Problem set
1. Under the laws of which state is First Manhattan Co. organized, according to the securities filing?
2. Please list every short name that the securities filing defines in quotation marks inside parentheses.
3. Continue the securities filing about Snap-On common stock from its final words onward.

Document
»»

The title of the class of equity securities to which this statement
relates is the common stock, $1 par value (the "Common Stock"), of Snap-On
Incorporated, a Delaware corporation (the "Issuer") whose principal executive
offices are located at 10801 Corporate Drive, Pleasant Prairie, Wisconsin
53158-1603.
ITEM 2. IDENTITY AND BACKGROUND.
This statement is filed by First Manhattan Co. ("FMC"), a limited
partnership organized under the laws of the State of New York. FMC is registered
as a broker-dealer under the Securities Exchange Act of 1934 and as an
investment adviser under the Investment Advisers Act of 1940, and its principal
business is investment management. The address of its principal business and its
principal office is 437 Madison Avenue, New York, New York 10022. FMC's general
partners are David S. Gottesman, Daniel Rosenbloom, Carrol A. Muccia, Jr.
Richard A. Pearl, Allan H. Glick, Charles M. Rosenthal, John R. Loomis, Arthur
J. Stainman, Michael P. Helmick, David M. Manischewitz, Robert W. Gottesman, A.

««

Supplied information
»»

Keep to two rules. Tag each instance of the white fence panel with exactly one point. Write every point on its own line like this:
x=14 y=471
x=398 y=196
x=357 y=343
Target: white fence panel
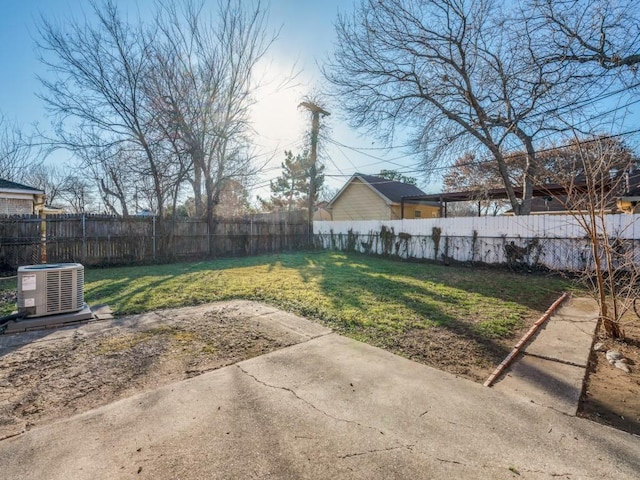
x=552 y=241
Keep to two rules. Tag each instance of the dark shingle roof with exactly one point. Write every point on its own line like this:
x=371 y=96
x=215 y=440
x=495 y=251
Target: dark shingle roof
x=394 y=191
x=6 y=184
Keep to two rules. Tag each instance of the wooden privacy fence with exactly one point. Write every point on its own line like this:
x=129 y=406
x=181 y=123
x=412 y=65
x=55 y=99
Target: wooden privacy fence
x=108 y=240
x=555 y=242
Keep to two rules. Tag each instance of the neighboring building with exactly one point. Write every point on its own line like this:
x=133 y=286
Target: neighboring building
x=321 y=211
x=366 y=197
x=18 y=199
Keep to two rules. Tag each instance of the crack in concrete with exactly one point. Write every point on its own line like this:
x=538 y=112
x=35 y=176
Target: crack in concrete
x=553 y=359
x=307 y=402
x=377 y=450
x=510 y=468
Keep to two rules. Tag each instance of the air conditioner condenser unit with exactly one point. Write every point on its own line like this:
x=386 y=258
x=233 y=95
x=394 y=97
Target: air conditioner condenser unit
x=50 y=289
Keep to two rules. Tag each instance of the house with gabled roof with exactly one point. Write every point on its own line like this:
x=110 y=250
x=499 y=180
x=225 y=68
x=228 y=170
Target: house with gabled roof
x=367 y=197
x=18 y=199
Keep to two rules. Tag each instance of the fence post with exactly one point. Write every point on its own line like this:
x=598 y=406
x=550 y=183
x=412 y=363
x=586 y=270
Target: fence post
x=84 y=237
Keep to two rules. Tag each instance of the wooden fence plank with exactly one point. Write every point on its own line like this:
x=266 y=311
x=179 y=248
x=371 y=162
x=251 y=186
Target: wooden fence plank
x=106 y=240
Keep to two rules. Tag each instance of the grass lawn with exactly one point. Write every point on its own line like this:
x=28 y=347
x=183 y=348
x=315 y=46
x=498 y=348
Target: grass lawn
x=460 y=319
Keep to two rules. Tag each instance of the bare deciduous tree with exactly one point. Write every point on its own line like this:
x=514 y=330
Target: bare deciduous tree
x=96 y=92
x=611 y=269
x=18 y=153
x=462 y=74
x=203 y=82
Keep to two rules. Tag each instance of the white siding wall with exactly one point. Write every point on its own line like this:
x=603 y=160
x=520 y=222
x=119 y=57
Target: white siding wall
x=359 y=202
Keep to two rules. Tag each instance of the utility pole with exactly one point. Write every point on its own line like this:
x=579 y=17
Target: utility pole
x=316 y=111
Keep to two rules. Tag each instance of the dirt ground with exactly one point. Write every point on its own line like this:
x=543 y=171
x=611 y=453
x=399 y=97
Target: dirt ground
x=52 y=374
x=611 y=396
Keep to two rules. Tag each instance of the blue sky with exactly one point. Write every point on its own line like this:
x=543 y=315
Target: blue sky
x=306 y=37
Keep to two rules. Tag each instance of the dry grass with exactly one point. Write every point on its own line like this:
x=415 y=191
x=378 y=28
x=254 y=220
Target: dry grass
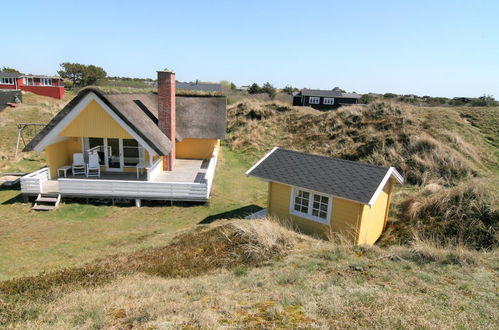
x=319 y=285
x=466 y=214
x=193 y=253
x=382 y=134
x=432 y=147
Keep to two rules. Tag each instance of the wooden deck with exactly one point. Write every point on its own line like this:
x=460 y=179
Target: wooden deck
x=190 y=180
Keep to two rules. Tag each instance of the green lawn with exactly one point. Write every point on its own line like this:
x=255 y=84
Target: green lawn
x=31 y=242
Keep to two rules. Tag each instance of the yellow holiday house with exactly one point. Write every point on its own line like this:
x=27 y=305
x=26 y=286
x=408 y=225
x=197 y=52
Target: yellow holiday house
x=129 y=146
x=323 y=195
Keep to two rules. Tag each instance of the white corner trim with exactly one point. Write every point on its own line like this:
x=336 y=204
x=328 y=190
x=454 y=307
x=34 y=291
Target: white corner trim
x=397 y=175
x=391 y=172
x=53 y=135
x=261 y=160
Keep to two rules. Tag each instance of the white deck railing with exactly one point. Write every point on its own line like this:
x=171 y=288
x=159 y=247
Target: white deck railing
x=138 y=189
x=186 y=191
x=33 y=183
x=210 y=171
x=153 y=170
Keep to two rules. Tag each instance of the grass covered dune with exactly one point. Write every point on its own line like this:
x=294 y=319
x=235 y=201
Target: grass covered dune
x=260 y=274
x=103 y=266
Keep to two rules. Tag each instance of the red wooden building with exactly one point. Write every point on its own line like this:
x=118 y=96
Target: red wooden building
x=41 y=85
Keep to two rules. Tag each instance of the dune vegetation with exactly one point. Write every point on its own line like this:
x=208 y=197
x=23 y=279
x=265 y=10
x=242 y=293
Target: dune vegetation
x=260 y=274
x=449 y=168
x=435 y=267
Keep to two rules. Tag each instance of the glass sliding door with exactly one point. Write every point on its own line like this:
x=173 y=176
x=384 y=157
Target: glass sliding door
x=114 y=155
x=131 y=153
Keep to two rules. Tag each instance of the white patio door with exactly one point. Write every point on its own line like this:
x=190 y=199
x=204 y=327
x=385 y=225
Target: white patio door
x=114 y=154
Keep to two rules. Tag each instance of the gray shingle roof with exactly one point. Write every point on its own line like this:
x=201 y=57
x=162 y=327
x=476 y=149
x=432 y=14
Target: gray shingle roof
x=9 y=75
x=328 y=93
x=342 y=178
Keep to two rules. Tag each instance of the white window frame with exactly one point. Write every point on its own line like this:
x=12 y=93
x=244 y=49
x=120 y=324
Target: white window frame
x=309 y=215
x=46 y=81
x=329 y=100
x=86 y=145
x=314 y=100
x=7 y=81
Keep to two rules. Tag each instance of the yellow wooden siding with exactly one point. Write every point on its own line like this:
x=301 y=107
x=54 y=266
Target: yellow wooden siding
x=195 y=148
x=57 y=156
x=373 y=218
x=345 y=218
x=74 y=145
x=278 y=206
x=94 y=121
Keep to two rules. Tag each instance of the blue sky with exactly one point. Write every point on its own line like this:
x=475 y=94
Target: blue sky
x=438 y=48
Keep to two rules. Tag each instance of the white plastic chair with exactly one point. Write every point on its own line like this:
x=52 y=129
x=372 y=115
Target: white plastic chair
x=93 y=166
x=78 y=166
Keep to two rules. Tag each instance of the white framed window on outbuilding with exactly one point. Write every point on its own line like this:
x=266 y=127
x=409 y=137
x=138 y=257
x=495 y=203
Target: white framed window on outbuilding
x=311 y=205
x=7 y=81
x=329 y=100
x=314 y=100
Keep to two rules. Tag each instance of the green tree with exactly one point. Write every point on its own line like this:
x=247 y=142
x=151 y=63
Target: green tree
x=94 y=73
x=10 y=70
x=269 y=89
x=289 y=89
x=254 y=89
x=80 y=74
x=366 y=99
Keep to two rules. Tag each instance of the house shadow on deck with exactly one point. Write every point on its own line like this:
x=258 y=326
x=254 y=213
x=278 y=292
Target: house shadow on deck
x=236 y=213
x=14 y=200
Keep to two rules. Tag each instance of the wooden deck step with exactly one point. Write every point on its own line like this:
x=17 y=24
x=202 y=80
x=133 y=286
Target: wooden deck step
x=46 y=199
x=46 y=202
x=43 y=207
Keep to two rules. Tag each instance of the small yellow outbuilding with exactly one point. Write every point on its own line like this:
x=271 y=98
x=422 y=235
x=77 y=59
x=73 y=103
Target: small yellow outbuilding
x=323 y=195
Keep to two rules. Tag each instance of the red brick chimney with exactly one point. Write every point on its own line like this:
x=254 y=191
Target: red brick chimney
x=166 y=113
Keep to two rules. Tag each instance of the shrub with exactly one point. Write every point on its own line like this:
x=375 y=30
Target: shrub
x=254 y=89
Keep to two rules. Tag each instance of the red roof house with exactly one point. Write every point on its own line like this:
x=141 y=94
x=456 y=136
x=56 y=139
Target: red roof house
x=41 y=85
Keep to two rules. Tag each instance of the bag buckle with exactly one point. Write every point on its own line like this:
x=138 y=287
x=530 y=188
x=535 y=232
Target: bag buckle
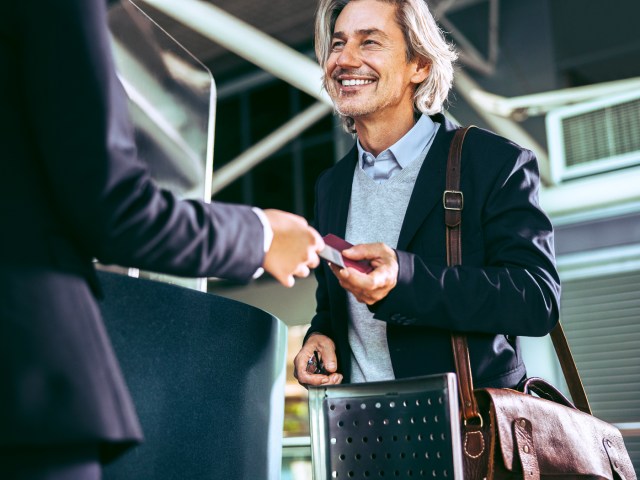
x=453 y=200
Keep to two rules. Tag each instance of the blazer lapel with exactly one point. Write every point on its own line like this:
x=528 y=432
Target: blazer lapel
x=429 y=186
x=339 y=196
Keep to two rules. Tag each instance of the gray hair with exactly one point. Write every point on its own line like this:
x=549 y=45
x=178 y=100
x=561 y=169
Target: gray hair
x=423 y=39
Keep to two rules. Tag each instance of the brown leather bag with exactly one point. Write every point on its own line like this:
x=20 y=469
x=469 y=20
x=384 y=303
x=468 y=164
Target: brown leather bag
x=509 y=434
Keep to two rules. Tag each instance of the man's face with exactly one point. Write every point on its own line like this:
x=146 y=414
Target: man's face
x=367 y=73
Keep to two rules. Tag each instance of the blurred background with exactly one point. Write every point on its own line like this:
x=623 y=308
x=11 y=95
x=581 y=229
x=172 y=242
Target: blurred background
x=226 y=99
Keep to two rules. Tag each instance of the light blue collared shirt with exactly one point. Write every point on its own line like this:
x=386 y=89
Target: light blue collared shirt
x=400 y=154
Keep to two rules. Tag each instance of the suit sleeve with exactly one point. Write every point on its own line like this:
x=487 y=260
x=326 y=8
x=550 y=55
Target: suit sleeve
x=513 y=288
x=102 y=192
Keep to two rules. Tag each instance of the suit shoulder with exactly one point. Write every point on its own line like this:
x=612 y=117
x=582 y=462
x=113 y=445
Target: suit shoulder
x=481 y=140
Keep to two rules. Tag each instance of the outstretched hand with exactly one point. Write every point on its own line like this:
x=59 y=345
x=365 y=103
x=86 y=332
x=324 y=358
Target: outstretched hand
x=294 y=249
x=376 y=285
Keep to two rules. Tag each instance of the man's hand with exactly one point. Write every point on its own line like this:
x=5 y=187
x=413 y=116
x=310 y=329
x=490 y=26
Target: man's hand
x=375 y=285
x=294 y=249
x=326 y=352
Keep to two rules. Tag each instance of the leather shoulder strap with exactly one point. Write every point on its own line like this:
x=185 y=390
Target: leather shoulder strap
x=453 y=201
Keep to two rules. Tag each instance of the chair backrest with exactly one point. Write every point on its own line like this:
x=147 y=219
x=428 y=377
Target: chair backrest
x=207 y=377
x=405 y=428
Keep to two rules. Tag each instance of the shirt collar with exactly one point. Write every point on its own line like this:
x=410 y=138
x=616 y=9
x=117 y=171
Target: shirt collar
x=413 y=142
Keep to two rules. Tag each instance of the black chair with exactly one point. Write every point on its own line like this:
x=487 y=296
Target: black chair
x=207 y=377
x=405 y=428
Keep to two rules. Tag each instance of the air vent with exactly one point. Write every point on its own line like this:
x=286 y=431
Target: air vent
x=594 y=137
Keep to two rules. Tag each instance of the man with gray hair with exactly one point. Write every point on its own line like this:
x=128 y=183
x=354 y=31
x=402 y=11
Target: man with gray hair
x=388 y=70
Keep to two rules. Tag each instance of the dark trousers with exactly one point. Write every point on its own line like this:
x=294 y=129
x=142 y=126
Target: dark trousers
x=50 y=463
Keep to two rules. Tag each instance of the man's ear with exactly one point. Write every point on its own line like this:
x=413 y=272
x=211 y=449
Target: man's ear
x=422 y=69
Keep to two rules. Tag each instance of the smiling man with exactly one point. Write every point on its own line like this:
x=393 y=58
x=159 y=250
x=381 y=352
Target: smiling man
x=388 y=70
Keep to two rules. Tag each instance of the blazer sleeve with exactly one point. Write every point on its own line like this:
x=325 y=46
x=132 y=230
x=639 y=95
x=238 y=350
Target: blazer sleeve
x=107 y=202
x=511 y=285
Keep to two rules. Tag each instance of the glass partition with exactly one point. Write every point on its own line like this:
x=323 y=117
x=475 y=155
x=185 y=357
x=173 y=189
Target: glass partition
x=172 y=105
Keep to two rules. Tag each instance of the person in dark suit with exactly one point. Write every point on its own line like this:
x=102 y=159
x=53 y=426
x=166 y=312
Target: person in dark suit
x=388 y=70
x=71 y=190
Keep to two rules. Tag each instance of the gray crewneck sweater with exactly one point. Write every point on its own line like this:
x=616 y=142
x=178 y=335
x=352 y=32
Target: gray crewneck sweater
x=376 y=213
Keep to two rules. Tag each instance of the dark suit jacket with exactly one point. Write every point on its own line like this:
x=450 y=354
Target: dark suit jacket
x=507 y=285
x=71 y=189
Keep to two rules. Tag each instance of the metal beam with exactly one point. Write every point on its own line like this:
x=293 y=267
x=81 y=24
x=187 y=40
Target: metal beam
x=525 y=106
x=267 y=146
x=504 y=126
x=248 y=42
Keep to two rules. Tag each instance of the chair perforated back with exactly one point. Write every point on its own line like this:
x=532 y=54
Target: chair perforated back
x=405 y=428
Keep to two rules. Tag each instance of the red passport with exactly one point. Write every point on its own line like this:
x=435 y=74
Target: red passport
x=332 y=252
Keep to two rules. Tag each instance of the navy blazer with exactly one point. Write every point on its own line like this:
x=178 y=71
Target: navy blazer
x=507 y=285
x=71 y=190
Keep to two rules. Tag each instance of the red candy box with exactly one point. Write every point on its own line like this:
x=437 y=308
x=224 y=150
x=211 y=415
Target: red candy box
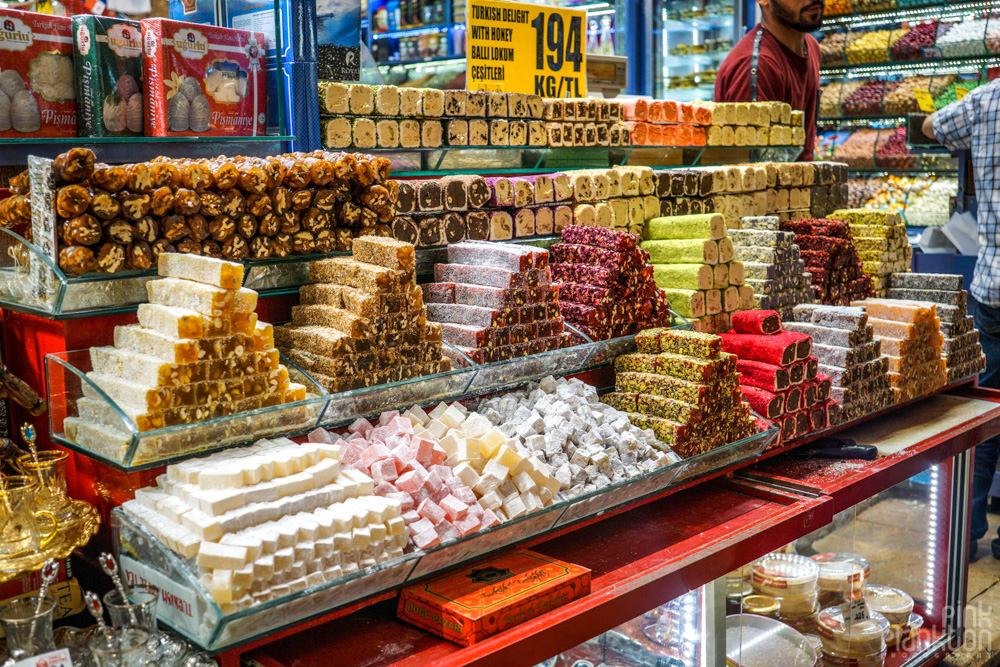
x=37 y=81
x=203 y=80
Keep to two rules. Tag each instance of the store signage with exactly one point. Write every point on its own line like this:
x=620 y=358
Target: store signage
x=924 y=99
x=520 y=48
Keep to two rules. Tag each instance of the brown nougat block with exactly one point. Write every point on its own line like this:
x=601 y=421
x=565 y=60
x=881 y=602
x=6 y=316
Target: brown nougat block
x=316 y=339
x=385 y=252
x=361 y=275
x=331 y=316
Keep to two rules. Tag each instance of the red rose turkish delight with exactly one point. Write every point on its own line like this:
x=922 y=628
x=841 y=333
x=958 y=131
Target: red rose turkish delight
x=203 y=80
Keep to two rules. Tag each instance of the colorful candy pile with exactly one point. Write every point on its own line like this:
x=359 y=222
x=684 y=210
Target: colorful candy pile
x=961 y=349
x=772 y=265
x=684 y=387
x=606 y=288
x=496 y=301
x=848 y=354
x=832 y=259
x=909 y=332
x=778 y=373
x=362 y=322
x=880 y=237
x=692 y=260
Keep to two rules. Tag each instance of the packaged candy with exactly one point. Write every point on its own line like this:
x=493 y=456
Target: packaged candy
x=203 y=80
x=108 y=61
x=37 y=84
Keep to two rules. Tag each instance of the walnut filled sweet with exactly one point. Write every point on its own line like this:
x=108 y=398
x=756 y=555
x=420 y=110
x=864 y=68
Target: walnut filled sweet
x=231 y=208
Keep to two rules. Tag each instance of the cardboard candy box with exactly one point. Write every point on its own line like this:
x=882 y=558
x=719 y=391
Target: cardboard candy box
x=203 y=80
x=37 y=83
x=108 y=59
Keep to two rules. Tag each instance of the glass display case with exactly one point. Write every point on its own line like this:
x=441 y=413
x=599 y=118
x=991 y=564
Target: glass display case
x=690 y=41
x=898 y=550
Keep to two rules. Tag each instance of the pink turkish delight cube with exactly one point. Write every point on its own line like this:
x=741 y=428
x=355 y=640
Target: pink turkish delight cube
x=426 y=539
x=384 y=470
x=321 y=435
x=410 y=482
x=431 y=511
x=454 y=508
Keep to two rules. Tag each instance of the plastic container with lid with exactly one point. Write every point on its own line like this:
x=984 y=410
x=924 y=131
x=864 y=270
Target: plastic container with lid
x=839 y=574
x=834 y=659
x=901 y=633
x=785 y=575
x=860 y=638
x=894 y=604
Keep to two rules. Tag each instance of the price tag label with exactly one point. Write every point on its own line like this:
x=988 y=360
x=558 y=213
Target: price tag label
x=855 y=611
x=924 y=99
x=520 y=48
x=58 y=658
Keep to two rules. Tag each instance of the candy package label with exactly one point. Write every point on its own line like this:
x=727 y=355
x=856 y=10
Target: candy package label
x=108 y=61
x=37 y=82
x=203 y=80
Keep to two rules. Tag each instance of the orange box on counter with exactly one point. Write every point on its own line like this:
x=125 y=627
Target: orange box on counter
x=485 y=599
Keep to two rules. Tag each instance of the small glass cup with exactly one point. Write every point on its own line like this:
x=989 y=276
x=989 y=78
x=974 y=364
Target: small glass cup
x=126 y=647
x=28 y=633
x=140 y=610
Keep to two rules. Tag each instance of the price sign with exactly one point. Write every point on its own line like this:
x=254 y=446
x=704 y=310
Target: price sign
x=520 y=48
x=924 y=99
x=855 y=611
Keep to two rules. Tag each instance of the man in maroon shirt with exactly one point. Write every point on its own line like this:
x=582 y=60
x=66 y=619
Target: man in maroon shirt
x=787 y=67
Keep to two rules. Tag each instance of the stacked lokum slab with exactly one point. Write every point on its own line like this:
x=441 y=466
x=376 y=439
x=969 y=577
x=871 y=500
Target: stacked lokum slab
x=910 y=337
x=270 y=519
x=362 y=322
x=831 y=259
x=778 y=374
x=693 y=262
x=437 y=505
x=451 y=209
x=880 y=237
x=685 y=388
x=961 y=349
x=588 y=444
x=772 y=265
x=849 y=355
x=198 y=352
x=496 y=301
x=363 y=116
x=605 y=287
x=790 y=191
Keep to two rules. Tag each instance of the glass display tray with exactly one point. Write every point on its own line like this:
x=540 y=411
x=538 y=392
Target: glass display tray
x=206 y=626
x=66 y=380
x=31 y=282
x=128 y=449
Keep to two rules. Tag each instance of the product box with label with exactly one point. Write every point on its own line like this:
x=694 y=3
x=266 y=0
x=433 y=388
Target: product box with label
x=338 y=39
x=485 y=599
x=207 y=12
x=37 y=82
x=301 y=97
x=203 y=80
x=298 y=26
x=108 y=60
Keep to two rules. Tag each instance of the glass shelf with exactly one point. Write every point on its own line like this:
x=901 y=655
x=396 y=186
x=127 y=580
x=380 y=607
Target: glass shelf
x=208 y=627
x=128 y=449
x=136 y=149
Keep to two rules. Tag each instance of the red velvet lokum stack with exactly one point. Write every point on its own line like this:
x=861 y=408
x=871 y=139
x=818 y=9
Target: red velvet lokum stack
x=606 y=286
x=832 y=259
x=496 y=301
x=778 y=374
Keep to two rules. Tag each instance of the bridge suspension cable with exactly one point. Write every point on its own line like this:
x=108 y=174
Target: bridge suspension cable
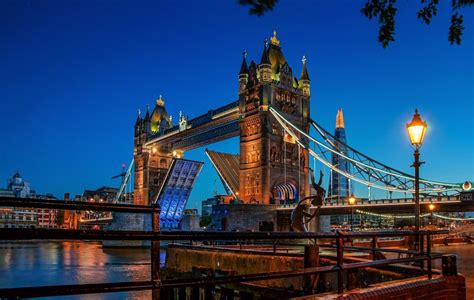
x=368 y=171
x=124 y=182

««

Written answers
1. New York.

2. "Common Stock", "Issuer", "FMC"

3.
Byron Nimocks III, Bernard C. Groveman, Keith B. Josephson, Neal K. Stearns,
William F. Guardenier, Todd W. Green and Samuel F. Colin. The business address
of each of its general partners is 437 Madison Avenue, New York, New York 10022,
and the principal occupation of each of its general partners is general partner
of First Manhattan Co. Each of FMC's general partners is a citizen of the United
States. During the five years preceding the filing of this statement, neither
FMC nor any of its general partners has been convicted in a criminal proceeding
(excluding traffic violations and similar misdemeanors) or a party to a civil
proceeding of a judicial or administrative body of competent jurisdiction as a
result of which it or any such person was or is subject to a judgment, decree or
final order enjoining future violations of, or prohibiting or mandating
activities subject to, United States federal or state securities laws or finding
any violation with respect to such laws.
ITEM 3. SOURCE AND AMOUNT OF FUNDS OR OTHER CONSIDERATION
The sources of the funds used in making the purchases of the Common
Stock to which this statement relates were personal funds of general partners of
FMC with respect to shares owned by general partners and funds of customers of
FMC for whom FMC is authorized to vote or to exercise investment discretion with
respect to shares owned by customers. The amount of funds used to purchase the
569,250 shares of Common Stock owned by general partners of FMC was
$17,714,497.29, and the amount of funds used to purchase the 5,455,971 shares of
Common Stock owned by customers of FMC was $170,195,990.79. None of such funds
consisted of borrowed funds.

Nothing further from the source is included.